What you are asked to do:
Copy every line of the items below word for word, and leave the pictures out of your answer.

-- Begin Entries provided --

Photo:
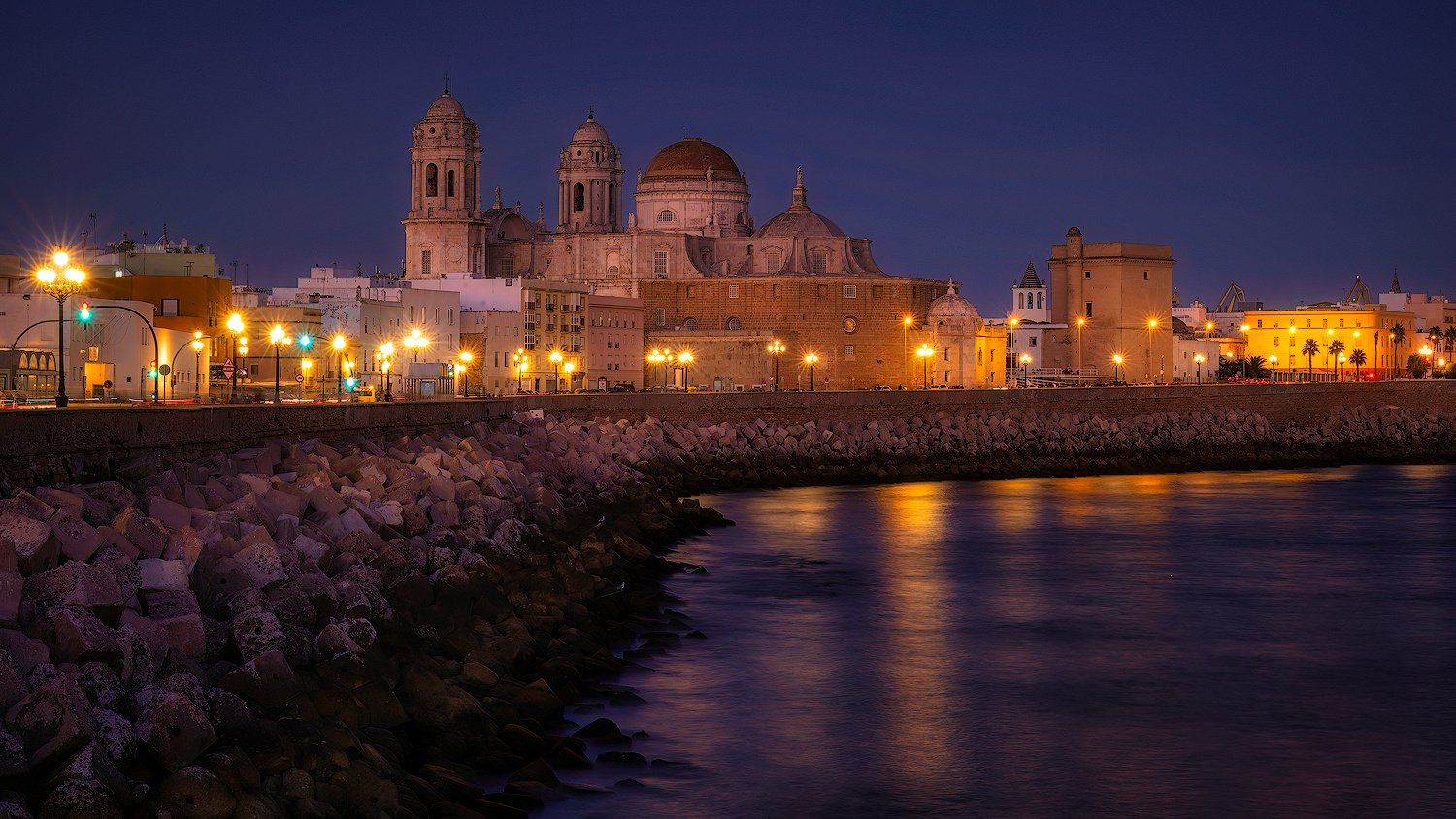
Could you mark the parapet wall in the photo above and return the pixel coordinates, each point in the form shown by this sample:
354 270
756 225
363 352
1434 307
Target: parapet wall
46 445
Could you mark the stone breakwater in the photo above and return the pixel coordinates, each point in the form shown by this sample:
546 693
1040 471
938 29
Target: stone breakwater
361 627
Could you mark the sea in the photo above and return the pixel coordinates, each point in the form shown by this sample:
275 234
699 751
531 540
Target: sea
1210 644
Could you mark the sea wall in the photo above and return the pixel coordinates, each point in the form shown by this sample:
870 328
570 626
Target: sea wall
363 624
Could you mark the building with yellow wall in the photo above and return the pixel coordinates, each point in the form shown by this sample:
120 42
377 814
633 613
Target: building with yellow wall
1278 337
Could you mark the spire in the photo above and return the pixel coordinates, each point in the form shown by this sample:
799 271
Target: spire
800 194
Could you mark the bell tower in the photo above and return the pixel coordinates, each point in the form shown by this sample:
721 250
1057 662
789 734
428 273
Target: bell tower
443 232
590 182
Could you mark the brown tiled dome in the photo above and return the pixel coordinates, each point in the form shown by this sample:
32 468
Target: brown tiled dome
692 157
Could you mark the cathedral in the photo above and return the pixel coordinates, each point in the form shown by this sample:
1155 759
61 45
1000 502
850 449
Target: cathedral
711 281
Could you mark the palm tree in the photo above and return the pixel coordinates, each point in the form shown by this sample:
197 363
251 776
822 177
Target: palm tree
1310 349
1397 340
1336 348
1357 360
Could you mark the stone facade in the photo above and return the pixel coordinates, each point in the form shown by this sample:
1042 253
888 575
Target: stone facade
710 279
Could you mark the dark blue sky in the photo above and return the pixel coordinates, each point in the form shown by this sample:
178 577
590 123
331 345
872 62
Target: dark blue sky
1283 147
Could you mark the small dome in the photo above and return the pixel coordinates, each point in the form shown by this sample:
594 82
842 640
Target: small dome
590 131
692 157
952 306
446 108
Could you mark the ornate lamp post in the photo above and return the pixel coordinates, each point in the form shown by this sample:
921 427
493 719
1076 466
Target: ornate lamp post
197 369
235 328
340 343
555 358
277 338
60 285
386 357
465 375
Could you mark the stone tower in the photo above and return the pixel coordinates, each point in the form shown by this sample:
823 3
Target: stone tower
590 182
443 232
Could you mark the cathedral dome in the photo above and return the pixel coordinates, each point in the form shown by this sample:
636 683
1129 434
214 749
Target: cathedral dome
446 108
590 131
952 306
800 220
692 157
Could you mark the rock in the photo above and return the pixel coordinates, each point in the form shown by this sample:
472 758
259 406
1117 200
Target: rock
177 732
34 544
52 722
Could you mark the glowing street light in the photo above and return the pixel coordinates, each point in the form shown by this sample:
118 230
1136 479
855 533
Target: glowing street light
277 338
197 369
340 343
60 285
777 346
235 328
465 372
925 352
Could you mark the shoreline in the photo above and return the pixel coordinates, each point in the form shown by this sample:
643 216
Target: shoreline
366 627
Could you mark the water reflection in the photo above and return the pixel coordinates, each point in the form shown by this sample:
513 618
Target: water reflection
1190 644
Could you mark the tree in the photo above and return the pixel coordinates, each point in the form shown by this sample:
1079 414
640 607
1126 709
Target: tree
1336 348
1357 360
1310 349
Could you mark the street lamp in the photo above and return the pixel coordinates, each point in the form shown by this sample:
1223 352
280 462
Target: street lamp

-- End Entries provided --

Answer for this exercise:
Photo:
Could you mark the parapet wall in the photo above and return the pixel coordinates, each point in the form shown by this sample:
354 270
756 225
363 352
1434 307
Target: parapet wall
46 445
Could you mark the stone breakwater in the photo above and return the pixel coordinates, each point in the form shown by this sample:
546 693
1040 471
938 29
Target: stone breakwater
361 627
Could you mark the sea in the photo above and return the pixel coordinates, each point in the form shown by this sample:
275 234
699 751
531 540
Target: sea
1210 644
Could you mark the sea wall in the photo above and return the pixel coordinates, each point in the form shown by this sample:
870 328
570 626
Target: sea wall
363 624
Could you mark the building with yellow wall in the photo above and return the pixel coordinates, each point in the form shown by this sample:
120 42
377 814
633 613
Target: building with yellow wall
1278 337
Could you mark the spire in the photo above and return the pixel coordinates, each point in the form shown by this sample:
799 271
Target: spire
800 194
Could you mark the bell tower in the photo above and return the pixel coordinates, each point in the form shown by this sample:
721 250
1057 662
789 734
428 273
Target: bell tower
443 232
590 182
Could you mark the brown tiled dome in the photo above and return the pixel coordinates, each point in the form shown by this sample:
32 468
Target: brown tiled dome
692 157
Could you mark the cathedral in the photo above and return the pixel coordinates, each point in the form shown by this sample:
1155 759
61 45
1000 502
850 449
Target: cathedral
711 281
Could you mark the palm tree in the photo above and return the pixel coordinates, each point in the form shown by this sample:
197 363
251 776
822 177
Target: palm tree
1310 349
1397 340
1336 348
1357 360
Could you mark the stone facade in the photo above and return the pixel coordinates, each point in the form shown by this sample:
1042 253
888 575
Target: stone facade
710 279
Could you mark the dark blue sky in the photo above and return the pixel coordinates, each point in the form shown by this sample:
178 577
590 123
331 345
872 62
Target: dark blue sky
1283 147
Could you mark the small dome in the photo above and return the pixel coordinates, each point in the form shown by this sample:
594 82
842 640
Target: small dome
590 131
692 157
952 306
446 108
Could you mark the ornate lamp post in the photo above and return the pixel coordinates, each point in the form shown by this sample:
921 427
493 719
1076 466
Target: ornate lamp post
197 369
235 328
340 343
555 358
277 338
60 285
386 357
465 375
Could you mark the stone tower in the photo above and return the pixel coordinates, each point in the form shown by this sample:
823 3
Target: stone tower
590 182
443 232
Could you mark the cathedral dome in the photo above and return the pixel coordinates, each point in the form shown by this sample:
636 683
1129 434
214 749
Target: cathedral dome
446 108
590 131
952 306
800 220
692 157
Could you mark the rock in the photo above and return the pixel coordinates, each point in the form shown by this sample:
472 758
259 406
1117 200
Target: rock
177 732
34 544
52 722
Could you mark the glowing street light in the photo above and return the pixel coordinates, each point in the form shown by this sample:
118 230
1136 479
855 533
Target: glowing street light
277 338
197 369
340 343
60 285
777 346
235 328
465 372
925 352
Could you mark the shoreline in the photo above and return the pixel coordinates, each point in the form shown by this sample:
643 216
Target: shoreline
366 627
Could you mark the water reflection in the photo above and return the pixel coordinates, each point in the form shown by this sample:
513 618
Target: water reflection
1190 644
Could you mark the tree in the photo above and return the pixel coordinates, each point in the form shown by this sample:
1079 414
640 607
1126 709
Target: tree
1336 348
1357 360
1310 349
Could you mark the street lamp in the photo above and return the pixel coordinates, each point in the form shown by this sample:
1223 352
280 462
Target: street lamp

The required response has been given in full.